## Exercise goal
Rewrite the listing from its start through the line containing "x=655 y=484", inclusive, changing "locate routine" to "search tool" and keeping everything else the same.

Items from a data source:
-------------------------

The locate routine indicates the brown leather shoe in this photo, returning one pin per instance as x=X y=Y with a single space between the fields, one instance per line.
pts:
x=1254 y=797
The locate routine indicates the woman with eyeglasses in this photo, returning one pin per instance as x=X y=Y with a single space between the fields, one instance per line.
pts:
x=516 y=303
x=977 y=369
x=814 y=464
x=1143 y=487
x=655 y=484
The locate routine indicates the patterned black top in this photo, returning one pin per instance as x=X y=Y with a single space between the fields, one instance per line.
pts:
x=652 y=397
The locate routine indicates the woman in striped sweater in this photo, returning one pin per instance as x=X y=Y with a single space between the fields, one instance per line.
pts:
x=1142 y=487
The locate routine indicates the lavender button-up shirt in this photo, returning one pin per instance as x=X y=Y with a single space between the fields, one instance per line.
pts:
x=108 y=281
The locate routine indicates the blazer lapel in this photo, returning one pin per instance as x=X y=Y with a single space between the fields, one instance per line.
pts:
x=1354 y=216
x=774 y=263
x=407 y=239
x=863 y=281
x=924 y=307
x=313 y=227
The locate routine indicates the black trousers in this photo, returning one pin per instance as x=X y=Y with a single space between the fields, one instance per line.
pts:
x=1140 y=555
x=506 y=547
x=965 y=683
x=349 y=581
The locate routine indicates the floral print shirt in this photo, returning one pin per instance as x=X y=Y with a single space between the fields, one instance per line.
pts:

-------------------------

## Result
The search tool indicates the brown leather shoe in this photo, returning one pin per instance as x=X y=Y with a single space between the fields, one instance per line.
pts:
x=1254 y=797
The search tool indicates the woman with eyeglasses in this photo, returning one pin per instance as x=X y=Y with a single space between the fields, one instance per line.
pts:
x=516 y=303
x=977 y=369
x=814 y=464
x=1143 y=487
x=655 y=484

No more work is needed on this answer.